Objective: The description and application of a new, overlap-integral comparison method and the quantification of human vs. human accuracies that can be used as goals for algorithms.
Methods: Four human experts marked ten 8 h electroencephalography (EEG) records from seizure patients. The seizures varied in origin and type, including complex partial, generalized absence, secondarily generalized and primary generalized tonic-clonic. The traditional any-overlap comparison method is used in addition to the overlap-integral method, which is sensitive to the correct placement of the seizure endpoints.
Results: The number of events marked by each reader ranged from 57 to 77. The average any-overlap sensitivity and false positives per hour rate are 0.92 and 0.117. The average overlap-integral correlation, sensitivity and specificity are 0.80, 0.82 and 0.9926. As expected, the correspondence between readers is high, but confounding issues resulted in overlap-integral sensitivities less than 0.5 for 10% of the records. Seven percent of the any-overlap sensitivities are less than 0.5. A comparison of the methods by record shows that the overlap-integral specificity and the any-overlap false positive rate measure different features.

= How to complete this task =
Carry on the abstract about experts marking seizures in EEG records, starting after its last sentence.

= Excerpted data =

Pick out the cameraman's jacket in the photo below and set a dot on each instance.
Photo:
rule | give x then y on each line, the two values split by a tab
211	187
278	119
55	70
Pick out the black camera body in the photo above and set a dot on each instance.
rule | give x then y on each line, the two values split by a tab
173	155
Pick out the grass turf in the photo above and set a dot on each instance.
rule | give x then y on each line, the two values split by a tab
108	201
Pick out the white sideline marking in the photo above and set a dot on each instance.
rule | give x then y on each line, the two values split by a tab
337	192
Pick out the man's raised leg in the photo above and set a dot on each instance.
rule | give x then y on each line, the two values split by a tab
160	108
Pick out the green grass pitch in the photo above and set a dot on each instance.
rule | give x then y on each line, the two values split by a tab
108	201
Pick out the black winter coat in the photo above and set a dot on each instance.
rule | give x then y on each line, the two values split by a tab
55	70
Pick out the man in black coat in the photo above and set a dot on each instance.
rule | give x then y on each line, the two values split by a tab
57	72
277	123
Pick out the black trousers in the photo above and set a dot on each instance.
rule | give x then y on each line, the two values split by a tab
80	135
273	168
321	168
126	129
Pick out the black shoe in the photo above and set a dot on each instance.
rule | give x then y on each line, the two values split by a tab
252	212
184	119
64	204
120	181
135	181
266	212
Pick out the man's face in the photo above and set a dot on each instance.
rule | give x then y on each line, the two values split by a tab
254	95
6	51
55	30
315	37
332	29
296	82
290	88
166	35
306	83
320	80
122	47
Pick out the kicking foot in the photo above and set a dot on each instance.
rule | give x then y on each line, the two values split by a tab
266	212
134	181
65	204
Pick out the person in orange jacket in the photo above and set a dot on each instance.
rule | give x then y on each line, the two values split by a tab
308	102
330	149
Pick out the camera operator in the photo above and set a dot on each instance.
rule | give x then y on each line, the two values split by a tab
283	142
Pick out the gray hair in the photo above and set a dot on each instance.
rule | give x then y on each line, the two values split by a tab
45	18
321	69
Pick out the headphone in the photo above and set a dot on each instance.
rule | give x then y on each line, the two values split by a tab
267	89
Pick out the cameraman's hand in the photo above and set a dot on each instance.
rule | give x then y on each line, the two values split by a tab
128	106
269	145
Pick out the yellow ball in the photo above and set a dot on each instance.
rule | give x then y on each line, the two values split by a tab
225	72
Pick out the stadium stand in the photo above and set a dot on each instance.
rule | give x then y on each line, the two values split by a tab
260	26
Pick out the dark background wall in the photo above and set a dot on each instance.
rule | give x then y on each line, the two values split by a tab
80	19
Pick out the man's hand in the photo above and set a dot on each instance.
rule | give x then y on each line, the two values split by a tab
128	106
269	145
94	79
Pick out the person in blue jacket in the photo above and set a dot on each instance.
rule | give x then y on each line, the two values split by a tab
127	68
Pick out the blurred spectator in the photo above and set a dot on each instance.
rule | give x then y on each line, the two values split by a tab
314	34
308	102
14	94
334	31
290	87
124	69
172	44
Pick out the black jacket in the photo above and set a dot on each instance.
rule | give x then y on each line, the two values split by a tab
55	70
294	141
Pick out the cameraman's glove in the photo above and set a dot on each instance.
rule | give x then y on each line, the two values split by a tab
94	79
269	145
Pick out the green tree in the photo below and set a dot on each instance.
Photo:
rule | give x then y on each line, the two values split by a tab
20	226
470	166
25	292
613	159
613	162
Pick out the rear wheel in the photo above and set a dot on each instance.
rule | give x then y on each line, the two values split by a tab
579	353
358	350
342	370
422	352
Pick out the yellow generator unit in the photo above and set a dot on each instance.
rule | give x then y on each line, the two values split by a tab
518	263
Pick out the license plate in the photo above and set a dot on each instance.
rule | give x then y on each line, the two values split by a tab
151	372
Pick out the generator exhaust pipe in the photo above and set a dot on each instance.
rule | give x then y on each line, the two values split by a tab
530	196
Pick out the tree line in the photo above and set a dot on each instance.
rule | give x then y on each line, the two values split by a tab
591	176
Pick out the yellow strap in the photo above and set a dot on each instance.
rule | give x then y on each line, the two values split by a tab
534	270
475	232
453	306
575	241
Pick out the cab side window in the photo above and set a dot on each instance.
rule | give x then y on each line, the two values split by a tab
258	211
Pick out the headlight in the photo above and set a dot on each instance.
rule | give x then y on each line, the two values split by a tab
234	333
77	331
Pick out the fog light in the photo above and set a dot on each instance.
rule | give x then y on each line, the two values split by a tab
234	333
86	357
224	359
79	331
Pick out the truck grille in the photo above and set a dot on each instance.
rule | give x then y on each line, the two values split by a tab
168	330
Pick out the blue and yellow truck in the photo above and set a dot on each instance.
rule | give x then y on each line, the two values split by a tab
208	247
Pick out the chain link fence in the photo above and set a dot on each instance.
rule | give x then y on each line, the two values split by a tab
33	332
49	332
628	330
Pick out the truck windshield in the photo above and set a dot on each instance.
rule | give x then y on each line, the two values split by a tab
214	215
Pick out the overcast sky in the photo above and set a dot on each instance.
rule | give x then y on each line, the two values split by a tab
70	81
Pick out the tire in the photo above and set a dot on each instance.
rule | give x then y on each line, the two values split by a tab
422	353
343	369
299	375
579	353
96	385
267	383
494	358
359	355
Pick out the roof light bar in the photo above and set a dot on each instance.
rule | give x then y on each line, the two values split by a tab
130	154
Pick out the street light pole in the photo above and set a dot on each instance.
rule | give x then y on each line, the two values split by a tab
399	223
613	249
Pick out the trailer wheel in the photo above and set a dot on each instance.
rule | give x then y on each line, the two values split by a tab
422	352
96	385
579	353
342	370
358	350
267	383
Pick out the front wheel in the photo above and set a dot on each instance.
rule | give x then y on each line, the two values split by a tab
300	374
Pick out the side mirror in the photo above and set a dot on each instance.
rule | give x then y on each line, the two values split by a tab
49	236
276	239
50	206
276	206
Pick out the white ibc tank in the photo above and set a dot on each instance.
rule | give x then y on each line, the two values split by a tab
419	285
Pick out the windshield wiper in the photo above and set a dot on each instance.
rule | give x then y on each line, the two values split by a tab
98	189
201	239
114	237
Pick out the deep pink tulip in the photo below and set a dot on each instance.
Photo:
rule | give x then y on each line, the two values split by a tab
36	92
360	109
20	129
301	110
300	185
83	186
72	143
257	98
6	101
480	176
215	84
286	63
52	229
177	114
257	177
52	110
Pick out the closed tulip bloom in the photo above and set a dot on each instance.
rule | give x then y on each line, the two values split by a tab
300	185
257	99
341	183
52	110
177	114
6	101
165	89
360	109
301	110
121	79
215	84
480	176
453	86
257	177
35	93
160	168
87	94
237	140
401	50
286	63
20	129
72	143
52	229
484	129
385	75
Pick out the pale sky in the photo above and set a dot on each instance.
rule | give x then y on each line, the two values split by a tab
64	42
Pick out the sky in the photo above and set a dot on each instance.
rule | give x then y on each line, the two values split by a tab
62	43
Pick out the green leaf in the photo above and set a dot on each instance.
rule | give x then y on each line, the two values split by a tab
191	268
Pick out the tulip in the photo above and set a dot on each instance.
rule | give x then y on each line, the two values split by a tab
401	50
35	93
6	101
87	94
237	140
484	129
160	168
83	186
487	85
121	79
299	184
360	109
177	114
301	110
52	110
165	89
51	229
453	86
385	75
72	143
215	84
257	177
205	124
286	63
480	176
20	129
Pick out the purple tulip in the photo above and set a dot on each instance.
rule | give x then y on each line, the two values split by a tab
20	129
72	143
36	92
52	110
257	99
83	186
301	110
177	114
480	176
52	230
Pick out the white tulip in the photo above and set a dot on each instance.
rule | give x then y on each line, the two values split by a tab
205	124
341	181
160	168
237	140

= Response area =
Conclusions: There was little variation between readers and they were essentially interchangeable. High seizure rate (many per hour), short seizure durations (<10 s) and long seizure durations (approximately 10 min) with ambiguous offsets can complicate the analysis and result in poor correlation. There may be any number of unmarked events in rigorously marked records and it may be preferable to use records from non-epilepsy patients to compute the false positive rate. The any-overlap and overlap-integral comparison methods are complementary.
Significance: Correlation between expert human readers can be low on some records, which will complicate testing of seizure detection algorithms.